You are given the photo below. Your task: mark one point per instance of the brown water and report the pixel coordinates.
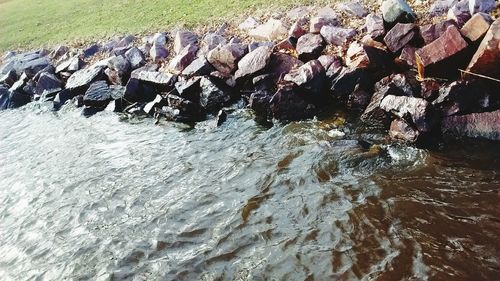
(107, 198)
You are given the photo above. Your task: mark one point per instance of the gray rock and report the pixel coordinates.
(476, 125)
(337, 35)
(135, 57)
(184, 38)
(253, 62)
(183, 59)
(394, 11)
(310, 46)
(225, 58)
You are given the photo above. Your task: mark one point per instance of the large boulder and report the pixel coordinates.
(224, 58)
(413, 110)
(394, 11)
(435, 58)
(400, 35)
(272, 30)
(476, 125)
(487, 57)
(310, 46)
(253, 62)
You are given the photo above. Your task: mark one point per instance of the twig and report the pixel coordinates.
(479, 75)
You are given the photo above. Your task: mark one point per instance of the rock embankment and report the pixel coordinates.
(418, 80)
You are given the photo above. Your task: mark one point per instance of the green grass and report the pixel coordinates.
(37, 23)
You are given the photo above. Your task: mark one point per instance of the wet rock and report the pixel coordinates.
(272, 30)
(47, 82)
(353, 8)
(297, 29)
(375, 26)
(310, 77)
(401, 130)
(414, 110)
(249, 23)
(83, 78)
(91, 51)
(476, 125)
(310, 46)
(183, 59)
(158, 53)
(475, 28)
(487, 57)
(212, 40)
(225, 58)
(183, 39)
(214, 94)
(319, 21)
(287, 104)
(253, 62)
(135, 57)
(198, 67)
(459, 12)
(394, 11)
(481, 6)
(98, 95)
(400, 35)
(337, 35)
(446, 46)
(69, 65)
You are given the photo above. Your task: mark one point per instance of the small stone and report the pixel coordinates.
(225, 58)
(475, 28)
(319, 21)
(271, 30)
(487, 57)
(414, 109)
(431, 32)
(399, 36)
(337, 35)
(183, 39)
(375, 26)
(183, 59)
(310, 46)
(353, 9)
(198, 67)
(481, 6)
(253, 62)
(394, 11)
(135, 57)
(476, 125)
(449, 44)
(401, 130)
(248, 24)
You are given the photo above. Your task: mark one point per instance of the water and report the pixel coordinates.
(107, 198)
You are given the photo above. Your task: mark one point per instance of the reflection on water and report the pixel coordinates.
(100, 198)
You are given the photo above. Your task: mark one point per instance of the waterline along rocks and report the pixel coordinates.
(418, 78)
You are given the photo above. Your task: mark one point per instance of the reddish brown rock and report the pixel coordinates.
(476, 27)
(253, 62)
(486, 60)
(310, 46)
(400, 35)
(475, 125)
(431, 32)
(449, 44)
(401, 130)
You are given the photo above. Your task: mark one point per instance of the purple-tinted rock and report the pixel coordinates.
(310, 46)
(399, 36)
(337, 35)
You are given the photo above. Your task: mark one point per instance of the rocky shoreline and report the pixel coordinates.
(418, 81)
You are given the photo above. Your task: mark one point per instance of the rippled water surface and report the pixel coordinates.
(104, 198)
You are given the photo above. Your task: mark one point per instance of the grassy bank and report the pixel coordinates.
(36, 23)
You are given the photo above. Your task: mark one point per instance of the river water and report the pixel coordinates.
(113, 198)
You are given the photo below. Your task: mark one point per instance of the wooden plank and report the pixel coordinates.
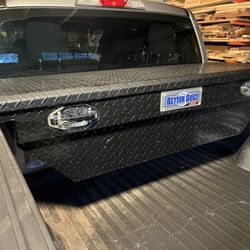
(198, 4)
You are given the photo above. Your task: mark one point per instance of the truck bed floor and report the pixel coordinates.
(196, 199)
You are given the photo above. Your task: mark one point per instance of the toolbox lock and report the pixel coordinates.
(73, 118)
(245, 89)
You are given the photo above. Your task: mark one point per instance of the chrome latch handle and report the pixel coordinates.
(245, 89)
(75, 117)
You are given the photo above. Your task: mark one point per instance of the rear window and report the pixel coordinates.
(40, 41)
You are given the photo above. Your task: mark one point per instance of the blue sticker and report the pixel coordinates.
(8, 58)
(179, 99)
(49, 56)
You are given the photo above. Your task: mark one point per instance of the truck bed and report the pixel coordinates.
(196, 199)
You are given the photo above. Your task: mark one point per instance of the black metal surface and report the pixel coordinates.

════════════════

#### [Task description]
Reproduce the material above line for line without any changes, leaving out the pictures.

#### [Finished answer]
You are given the photo below. Your task: mark one point per instance of the brown water and report the pixel coordinates.
(107, 198)
You are given the photo above. Your task: mark one point per instance of the gray rock and report the pixel coordinates.
(476, 125)
(337, 35)
(135, 57)
(184, 38)
(253, 62)
(183, 59)
(394, 11)
(310, 46)
(225, 58)
You are given the photo above. Your task: mark one point per instance of the large boulder and report the pixel coordinates.
(224, 58)
(413, 110)
(394, 11)
(435, 58)
(400, 35)
(272, 30)
(476, 125)
(487, 57)
(310, 46)
(253, 62)
You are given the photo above. Your task: mark one point per instance of the twig and report the pixel coordinates.
(479, 75)
You are given the photo above. Your task: mark one point per instance of the rock embankment and report the pixel coordinates.
(418, 80)
You are given the photo above. Your task: mark one point per instance of the green grass and report the pixel coordinates.
(37, 23)
You are given the photo above. Your task: mark one point per instance of the wet rock and report the pixel coordinates.
(272, 30)
(47, 82)
(353, 8)
(297, 29)
(375, 26)
(310, 77)
(401, 130)
(414, 110)
(249, 23)
(83, 78)
(91, 51)
(476, 125)
(310, 46)
(183, 59)
(158, 53)
(475, 28)
(487, 57)
(212, 40)
(225, 58)
(183, 39)
(214, 94)
(319, 21)
(287, 104)
(253, 62)
(135, 57)
(198, 67)
(459, 12)
(394, 11)
(481, 6)
(98, 95)
(400, 35)
(337, 35)
(446, 46)
(69, 65)
You are given the photo above. Your task: mark one point per instance of the small stone and report the pixel coordinates.
(225, 58)
(475, 28)
(319, 21)
(271, 30)
(487, 57)
(414, 109)
(431, 32)
(399, 36)
(337, 35)
(183, 39)
(375, 26)
(183, 59)
(310, 46)
(353, 9)
(198, 67)
(481, 6)
(253, 62)
(394, 11)
(135, 57)
(476, 125)
(449, 44)
(401, 130)
(248, 24)
You are given the photo above. Your task: mark one point per instance of the water and report the pixel coordinates.
(107, 198)
You are given the photo above. Your task: mark one point per instance of the reflection on water and report the pixel coordinates.
(100, 198)
You are given the photo above. Your task: mark one point per instance of the waterline along rocks and report the pixel coordinates.
(418, 78)
You are given the photo above. Your task: mark one point per instance of the reddish brown rock and report the pixel coordinates.
(476, 27)
(253, 62)
(486, 60)
(310, 46)
(400, 35)
(475, 125)
(431, 32)
(449, 44)
(401, 130)
You are given the photo above. Your task: mark one point per instance of the purple-tinted rock and report the pixel coordinates.
(310, 46)
(399, 36)
(337, 35)
You are given the photo above. Your task: mark one point per instance of the rocky shoreline and report the pixel coordinates.
(418, 81)
You are given the photo above. Your task: mark one point per instance of the rippled water surface and report the pixel coordinates.
(104, 198)
You are given the photo above. Your task: mark one point per instance of the grassy bank and report the pixel coordinates.
(36, 23)
You are given the photo above. Your task: mark one point per instance of the river water and report the pixel coordinates.
(113, 198)
You are given the photo below. Your task: mark one point per instance of the wooden plank and report the pixel coordinates.
(198, 4)
You are given the photo above. Your task: mark one point per instance of the truck bed floor and report the pixel coordinates.
(196, 199)
You are given the photo above. Your task: mark one point per instance of the toolbox lock and report the pixel coordinates.
(73, 118)
(245, 89)
You are given the photo above. Your task: mark one point per instance of the chrome latch handle and report the pixel coordinates.
(245, 89)
(75, 117)
You are given the photo above. Your task: mark one point per instance of the rear window and report the pixel coordinates.
(40, 41)
You are given the photo above. Your task: mark one point per instance of the blue sticker and report the pixel coordinates.
(8, 58)
(179, 99)
(49, 56)
You are given the photo above. Your task: mark one point per instance of the truck bed and report the pixel coordinates.
(196, 199)
You are given the photo above. Your task: mark one point per instance of the black metal surface and report the pixel coordinates.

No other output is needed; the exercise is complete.